» Task objective
Write out, word for word, only the lines from the one containing "woman in the photo above." through the final line of the data.
── Data provided
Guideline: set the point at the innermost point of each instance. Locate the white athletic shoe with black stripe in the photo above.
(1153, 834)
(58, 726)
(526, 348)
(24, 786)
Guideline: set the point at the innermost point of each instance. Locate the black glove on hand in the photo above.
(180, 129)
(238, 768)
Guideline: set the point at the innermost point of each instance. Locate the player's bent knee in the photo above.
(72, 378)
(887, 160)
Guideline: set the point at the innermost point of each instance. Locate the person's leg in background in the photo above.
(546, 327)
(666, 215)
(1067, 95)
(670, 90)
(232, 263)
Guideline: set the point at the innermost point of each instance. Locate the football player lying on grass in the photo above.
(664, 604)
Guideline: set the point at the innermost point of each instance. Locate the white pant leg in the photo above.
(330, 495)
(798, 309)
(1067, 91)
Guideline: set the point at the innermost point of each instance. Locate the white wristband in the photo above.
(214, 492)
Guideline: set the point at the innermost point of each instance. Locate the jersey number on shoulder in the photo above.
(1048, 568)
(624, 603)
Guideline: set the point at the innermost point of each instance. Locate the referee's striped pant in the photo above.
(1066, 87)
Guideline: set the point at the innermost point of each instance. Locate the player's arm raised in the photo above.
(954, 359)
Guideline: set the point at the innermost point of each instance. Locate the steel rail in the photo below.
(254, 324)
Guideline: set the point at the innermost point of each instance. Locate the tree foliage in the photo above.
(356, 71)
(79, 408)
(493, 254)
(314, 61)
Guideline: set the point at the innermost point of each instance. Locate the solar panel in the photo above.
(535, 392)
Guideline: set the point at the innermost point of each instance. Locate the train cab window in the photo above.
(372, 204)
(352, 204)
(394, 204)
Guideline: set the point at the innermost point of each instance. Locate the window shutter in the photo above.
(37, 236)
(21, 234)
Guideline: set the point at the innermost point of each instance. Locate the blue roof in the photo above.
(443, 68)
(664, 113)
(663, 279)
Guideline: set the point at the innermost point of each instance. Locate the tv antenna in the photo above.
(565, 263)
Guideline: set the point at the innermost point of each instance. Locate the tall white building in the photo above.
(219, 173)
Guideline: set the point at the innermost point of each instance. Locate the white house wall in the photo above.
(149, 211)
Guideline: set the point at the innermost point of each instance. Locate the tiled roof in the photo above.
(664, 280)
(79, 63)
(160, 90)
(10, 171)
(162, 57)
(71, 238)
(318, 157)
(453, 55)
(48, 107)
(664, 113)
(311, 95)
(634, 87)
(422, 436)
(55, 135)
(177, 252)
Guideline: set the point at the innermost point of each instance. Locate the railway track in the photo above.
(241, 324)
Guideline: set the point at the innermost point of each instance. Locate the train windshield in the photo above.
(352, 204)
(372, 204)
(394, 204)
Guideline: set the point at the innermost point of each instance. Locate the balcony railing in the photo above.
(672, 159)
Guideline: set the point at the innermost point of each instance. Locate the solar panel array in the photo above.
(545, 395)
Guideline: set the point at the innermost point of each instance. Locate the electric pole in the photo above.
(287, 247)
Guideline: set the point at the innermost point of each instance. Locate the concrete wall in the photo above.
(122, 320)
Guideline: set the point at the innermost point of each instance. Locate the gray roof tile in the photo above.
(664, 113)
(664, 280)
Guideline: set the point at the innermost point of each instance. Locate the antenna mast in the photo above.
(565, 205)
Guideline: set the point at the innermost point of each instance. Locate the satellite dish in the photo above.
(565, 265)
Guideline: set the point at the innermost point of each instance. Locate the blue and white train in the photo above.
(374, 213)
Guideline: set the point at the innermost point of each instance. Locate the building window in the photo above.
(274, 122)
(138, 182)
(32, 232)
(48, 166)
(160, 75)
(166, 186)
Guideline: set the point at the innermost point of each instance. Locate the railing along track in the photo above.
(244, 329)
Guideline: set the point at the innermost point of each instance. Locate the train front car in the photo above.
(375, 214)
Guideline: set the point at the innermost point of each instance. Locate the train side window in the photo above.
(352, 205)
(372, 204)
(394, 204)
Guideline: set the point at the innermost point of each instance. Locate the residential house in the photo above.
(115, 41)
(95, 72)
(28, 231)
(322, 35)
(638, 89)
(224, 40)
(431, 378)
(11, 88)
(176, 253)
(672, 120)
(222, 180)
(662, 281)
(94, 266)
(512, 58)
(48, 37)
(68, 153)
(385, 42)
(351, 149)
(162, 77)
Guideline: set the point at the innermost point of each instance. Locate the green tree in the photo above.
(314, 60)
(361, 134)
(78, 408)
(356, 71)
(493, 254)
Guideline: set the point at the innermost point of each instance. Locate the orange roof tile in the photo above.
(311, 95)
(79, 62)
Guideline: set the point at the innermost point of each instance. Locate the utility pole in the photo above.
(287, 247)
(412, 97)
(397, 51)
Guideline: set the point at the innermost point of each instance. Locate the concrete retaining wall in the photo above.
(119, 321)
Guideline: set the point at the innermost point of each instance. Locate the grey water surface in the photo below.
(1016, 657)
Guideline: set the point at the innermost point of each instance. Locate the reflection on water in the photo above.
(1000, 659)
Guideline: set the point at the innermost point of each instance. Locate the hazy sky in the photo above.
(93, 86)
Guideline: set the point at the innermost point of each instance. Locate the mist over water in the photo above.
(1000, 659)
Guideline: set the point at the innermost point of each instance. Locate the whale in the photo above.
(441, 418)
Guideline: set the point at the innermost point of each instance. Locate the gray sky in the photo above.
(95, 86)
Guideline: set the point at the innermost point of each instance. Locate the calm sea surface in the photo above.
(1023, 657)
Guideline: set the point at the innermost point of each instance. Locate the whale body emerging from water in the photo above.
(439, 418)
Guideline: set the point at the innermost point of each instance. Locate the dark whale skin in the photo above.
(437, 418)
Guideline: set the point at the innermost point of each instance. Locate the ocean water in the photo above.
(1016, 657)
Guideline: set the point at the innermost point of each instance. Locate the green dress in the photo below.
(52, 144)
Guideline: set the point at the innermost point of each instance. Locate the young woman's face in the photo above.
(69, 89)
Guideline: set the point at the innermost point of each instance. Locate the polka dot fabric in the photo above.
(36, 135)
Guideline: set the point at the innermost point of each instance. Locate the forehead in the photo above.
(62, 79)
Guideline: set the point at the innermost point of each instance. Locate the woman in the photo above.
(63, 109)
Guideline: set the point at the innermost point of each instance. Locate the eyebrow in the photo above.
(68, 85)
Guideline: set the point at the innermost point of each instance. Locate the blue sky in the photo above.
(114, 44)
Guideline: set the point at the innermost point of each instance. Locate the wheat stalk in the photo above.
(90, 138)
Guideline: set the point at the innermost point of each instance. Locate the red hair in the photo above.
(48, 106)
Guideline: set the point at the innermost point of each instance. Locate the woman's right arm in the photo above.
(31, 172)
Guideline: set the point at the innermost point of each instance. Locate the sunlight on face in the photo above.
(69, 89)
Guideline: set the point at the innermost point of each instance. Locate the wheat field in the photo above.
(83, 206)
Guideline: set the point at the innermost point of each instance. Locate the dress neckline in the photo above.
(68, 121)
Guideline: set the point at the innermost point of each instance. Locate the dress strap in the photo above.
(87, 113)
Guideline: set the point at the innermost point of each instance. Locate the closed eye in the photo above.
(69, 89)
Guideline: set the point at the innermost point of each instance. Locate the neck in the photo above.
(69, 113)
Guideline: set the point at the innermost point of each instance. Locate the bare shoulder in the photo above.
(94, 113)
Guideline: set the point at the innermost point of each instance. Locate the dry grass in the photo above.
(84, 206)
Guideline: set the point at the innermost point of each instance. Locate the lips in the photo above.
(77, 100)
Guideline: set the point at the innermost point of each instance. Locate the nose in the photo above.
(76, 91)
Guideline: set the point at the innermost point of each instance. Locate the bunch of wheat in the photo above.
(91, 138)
────
» Solution for this exercise
Guideline: set the point at the innermost point of each instance. Locate the woman in the photo above.
(63, 109)
Guideline: set the point at the innermost point of each instance. Locate the eyebrow in the photo above.
(68, 85)
Guideline: set the point at the innermost point of each instance. Locate the blue sky in the photo above.
(114, 44)
Guideline: set the point at the innermost point of each instance. Locate the wheat stalk in the photo above.
(90, 138)
Guideline: set the point at the innermost point of each instance. Locate the red hair in the photo above.
(48, 106)
Guideline: set the point at the innermost point of each instance. Locate the woman's right arm in the photo above.
(31, 172)
Guideline: set the point at the innermost point of each instance. Locate the sunlight on face in the photo above.
(69, 89)
Guideline: set the point at the innermost point of each instance. Locate the wheat field in the photo above.
(83, 206)
Guideline: set the point at the innermost point of each instance. Locate the dress neckline in the photo above.
(68, 121)
Guideline: set the point at the innermost point of each instance. Locate the dress strap in the photo above.
(87, 113)
Guideline: set the point at the innermost point of each instance. Locate the closed eye in the photo above.
(69, 89)
Guideline: set the point at the innermost point of each instance. Locate the neck in the photo above.
(69, 113)
Guideline: set the point at the innermost point of each instance. Locate the bare shoulder in the photo above.
(94, 113)
Guideline: set the point at the innermost point of each instance. Locate the dry grass in the photo above.
(84, 206)
Guideline: set the point at the innermost point of each instance. Locate the lips in the photo above.
(77, 100)
Guideline: set the point at the innermost point of each instance. Locate the nose in the photo above.
(76, 91)
Guideline: set the point at the innermost point of each instance. Locate the bunch of wheat in the photo above.
(91, 138)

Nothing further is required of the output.